## GIVEN PROBLEM
Word for word, copy all the data and drop the pictures.

_____

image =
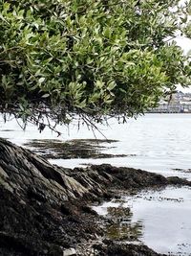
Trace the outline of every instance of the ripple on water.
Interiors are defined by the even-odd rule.
[[[116,210],[115,210],[116,208]],[[167,187],[94,206],[111,239],[142,242],[157,252],[191,255],[191,188]]]

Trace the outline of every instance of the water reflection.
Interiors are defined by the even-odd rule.
[[[94,210],[106,218],[110,239],[143,243],[167,255],[191,255],[190,187],[143,191]]]
[[[107,236],[117,241],[139,241],[142,236],[142,222],[132,222],[133,213],[129,207],[108,207],[107,218],[112,221],[106,226]]]

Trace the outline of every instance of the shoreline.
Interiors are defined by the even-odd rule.
[[[105,239],[104,229],[97,224],[100,217],[90,205],[121,192],[191,186],[179,177],[165,178],[133,168],[93,165],[71,170],[53,166],[3,139],[0,150],[2,256],[80,255],[77,249],[87,250],[83,256],[160,255],[146,245],[117,244]]]

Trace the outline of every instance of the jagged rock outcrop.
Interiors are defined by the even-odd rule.
[[[0,255],[63,256],[64,248],[94,239],[96,233],[102,235],[88,202],[109,198],[114,190],[169,183],[190,185],[180,178],[110,165],[74,170],[53,166],[0,139]]]

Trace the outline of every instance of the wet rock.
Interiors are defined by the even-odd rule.
[[[76,251],[74,248],[69,248],[63,251],[63,256],[75,256],[75,255]]]
[[[172,183],[185,182],[111,165],[74,170],[53,166],[32,151],[0,139],[0,255],[59,256],[86,241],[77,255],[90,256],[97,244],[96,234],[103,236],[103,229],[86,205],[121,191]],[[90,239],[96,242],[87,244]],[[95,255],[158,255],[133,245],[99,247]]]

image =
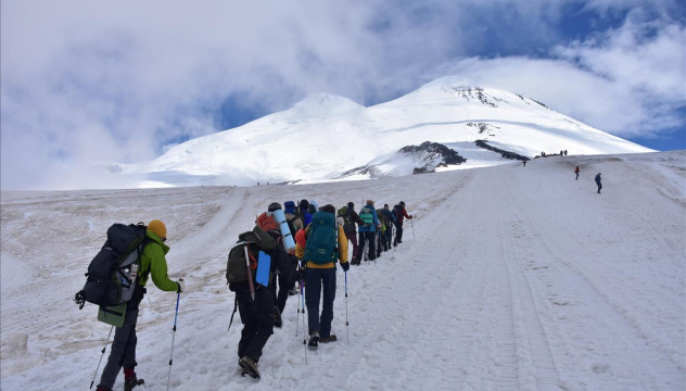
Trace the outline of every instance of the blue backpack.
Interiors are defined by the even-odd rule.
[[[318,265],[335,262],[338,248],[335,215],[329,212],[315,213],[308,229],[303,258]]]

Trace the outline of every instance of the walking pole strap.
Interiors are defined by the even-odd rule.
[[[174,315],[174,329],[172,331],[172,352],[169,353],[169,375],[167,376],[167,391],[169,391],[169,386],[172,381],[172,365],[174,364],[174,340],[176,339],[176,320],[179,317],[179,299],[181,298],[181,292],[176,293],[176,314]]]

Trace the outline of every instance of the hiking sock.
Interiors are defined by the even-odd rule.
[[[309,333],[309,343],[307,346],[317,348],[319,345],[319,331],[313,331]]]
[[[259,377],[257,363],[253,358],[249,356],[243,356],[241,357],[241,360],[238,361],[238,365],[240,365],[241,368],[243,368],[243,374],[246,374],[254,379],[257,379]]]

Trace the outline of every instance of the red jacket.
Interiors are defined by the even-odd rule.
[[[405,207],[401,206],[401,209],[396,210],[396,212],[397,213],[395,215],[395,218],[396,218],[395,224],[397,224],[398,227],[403,225],[405,217],[410,218],[410,219],[412,218],[412,215],[407,214],[407,211],[405,211]]]

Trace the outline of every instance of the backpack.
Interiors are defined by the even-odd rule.
[[[285,215],[285,213],[288,213],[285,211],[288,211],[289,209],[293,210],[293,217],[287,218],[285,222],[289,225],[289,229],[291,230],[291,235],[293,236],[293,238],[295,238],[295,234],[297,232],[297,230],[295,229],[295,225],[293,224],[293,220],[298,218],[297,207],[295,206],[295,202],[293,202],[293,201],[285,201],[283,206],[285,207],[284,211],[283,211],[284,215]],[[301,222],[302,222],[302,219],[301,219]]]
[[[353,223],[353,216],[351,216],[351,211],[347,210],[347,206],[343,206],[338,211],[339,216],[343,218],[343,231],[352,232],[355,230],[355,224]]]
[[[374,216],[371,214],[372,207],[373,206],[365,205],[359,212],[359,218],[365,222],[365,228],[371,227],[374,222]]]
[[[401,220],[401,210],[403,207],[401,205],[393,206],[393,215],[395,216],[395,224]]]
[[[381,224],[382,228],[383,228],[383,226],[388,226],[389,225],[389,216],[383,214],[383,209],[378,209],[377,210],[377,217],[379,218],[379,224]]]
[[[131,300],[138,283],[140,256],[148,243],[143,223],[113,224],[107,229],[107,240],[88,265],[86,285],[74,298],[79,310],[86,302],[115,306]]]
[[[312,216],[304,260],[317,265],[335,262],[338,226],[333,213],[317,212]]]
[[[270,214],[267,214],[267,212],[263,212],[259,216],[257,216],[257,225],[265,232],[270,230],[277,230],[279,234],[281,232],[276,219]]]
[[[245,248],[247,248],[247,256],[245,260]],[[259,226],[255,226],[252,231],[246,231],[238,236],[238,242],[229,251],[229,257],[226,264],[226,281],[229,289],[233,292],[244,290],[247,287],[247,265],[253,281],[256,278],[256,272],[259,260],[259,251],[271,252],[277,248],[277,241],[265,232]],[[269,280],[271,280],[271,270],[269,272]]]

_____

## EXERCISE SOLUTION
image =
Trace the outline of every instance of the ripple on water.
Interiors are defined by the even-odd rule.
[[[116,210],[115,210],[116,208]],[[167,187],[94,206],[111,239],[142,242],[157,252],[191,255],[191,188]]]

Trace the outline of every instance of the water reflection.
Interiors are defined by the even-odd rule.
[[[94,210],[106,218],[110,239],[143,243],[167,255],[191,255],[190,187],[143,191]]]
[[[107,236],[117,241],[139,241],[142,236],[142,222],[132,222],[133,213],[129,207],[108,207],[107,218],[112,221],[106,226]]]

Trace the outline of every instance of the shoreline.
Interiors are defined by the even-odd rule.
[[[105,239],[104,229],[97,224],[100,217],[90,205],[121,192],[191,186],[179,177],[165,178],[133,168],[93,165],[71,170],[53,166],[3,139],[0,150],[2,256],[80,255],[77,249],[87,250],[83,256],[160,255],[146,245],[117,244]]]

Trace the outline of every instance of the jagged rock outcrop.
Interiors are defined by the even-odd rule.
[[[0,255],[63,256],[64,248],[94,239],[96,233],[102,235],[88,202],[109,198],[114,190],[169,183],[190,185],[180,178],[110,165],[74,170],[53,166],[0,139]]]

Trace the outline of every instance of the wet rock.
Interiors are defined by the even-odd rule.
[[[76,251],[74,248],[69,248],[63,251],[63,256],[75,256],[75,255]]]
[[[172,183],[185,182],[111,165],[74,170],[53,166],[32,151],[0,139],[0,255],[59,256],[86,241],[77,255],[90,256],[97,244],[96,234],[103,236],[103,229],[86,205],[121,191]],[[90,239],[96,242],[87,244]],[[95,255],[158,255],[133,245],[99,247]]]

image =
Trace the outline of every instance of the blue backpack.
Interiors are defined by the even-odd rule.
[[[318,265],[335,262],[338,248],[335,215],[329,212],[315,213],[308,229],[303,258]]]

Trace the outline of every instance of the walking pole strap.
Interiors are defined by the even-odd rule.
[[[174,315],[174,329],[172,331],[172,352],[169,353],[169,375],[167,376],[167,391],[169,391],[169,386],[172,381],[172,365],[174,364],[174,340],[176,339],[176,320],[179,317],[179,299],[181,298],[181,292],[176,293],[176,314]]]

Trace the outline of every instance of the hiking sock.
Interiors are defined by the even-odd rule.
[[[309,333],[309,343],[307,346],[317,348],[319,345],[319,331],[313,331]]]
[[[259,377],[257,363],[253,358],[249,356],[243,356],[241,357],[241,360],[238,361],[238,365],[240,365],[241,368],[243,368],[243,374],[246,374],[254,379],[257,379]]]

Trace the outline of every instance of the red jacket.
Interiors are defined by the even-odd rule.
[[[405,207],[401,206],[401,209],[396,210],[396,212],[397,213],[395,215],[395,218],[396,218],[395,224],[397,224],[398,227],[403,225],[405,217],[410,218],[410,219],[412,218],[412,215],[407,214],[407,211],[405,211]]]

Trace the outline of every instance of the backpack.
Interiors are defined by the even-odd rule.
[[[285,215],[285,213],[288,213],[285,211],[288,211],[289,209],[293,210],[293,217],[287,218],[285,222],[289,225],[289,229],[291,230],[291,235],[293,236],[293,238],[295,238],[295,234],[297,232],[297,230],[295,229],[295,225],[293,224],[293,220],[298,218],[297,207],[295,206],[295,202],[293,202],[293,201],[285,201],[283,206],[285,207],[284,211],[283,211],[284,215]],[[301,222],[302,222],[302,219],[301,219]]]
[[[353,223],[353,216],[351,216],[351,211],[347,210],[347,206],[343,206],[338,211],[339,216],[343,218],[343,231],[352,232],[355,230],[355,224]]]
[[[374,216],[371,214],[372,207],[373,206],[365,205],[359,212],[359,218],[365,222],[365,228],[371,227],[374,222]]]
[[[401,220],[401,210],[403,207],[401,205],[393,206],[393,215],[395,216],[395,224]]]
[[[381,224],[382,228],[383,228],[383,226],[388,226],[389,225],[389,216],[383,214],[383,209],[378,209],[377,210],[377,217],[379,218],[379,224]]]
[[[131,300],[138,283],[140,256],[148,243],[143,223],[113,224],[107,229],[107,240],[88,265],[86,285],[74,298],[79,310],[86,302],[115,306]]]
[[[312,216],[304,260],[317,265],[335,262],[338,226],[333,213],[317,212]]]
[[[270,214],[267,214],[267,212],[263,212],[259,216],[257,216],[257,225],[265,232],[270,230],[277,230],[279,234],[281,232],[276,219]]]
[[[245,248],[247,248],[247,256],[245,260]],[[259,226],[255,226],[252,231],[246,231],[238,236],[238,242],[229,251],[229,257],[226,264],[226,281],[229,289],[233,292],[244,290],[247,287],[247,265],[253,281],[256,278],[256,272],[259,260],[259,251],[271,252],[277,248],[277,241],[265,232]],[[269,280],[271,280],[271,270],[269,272]]]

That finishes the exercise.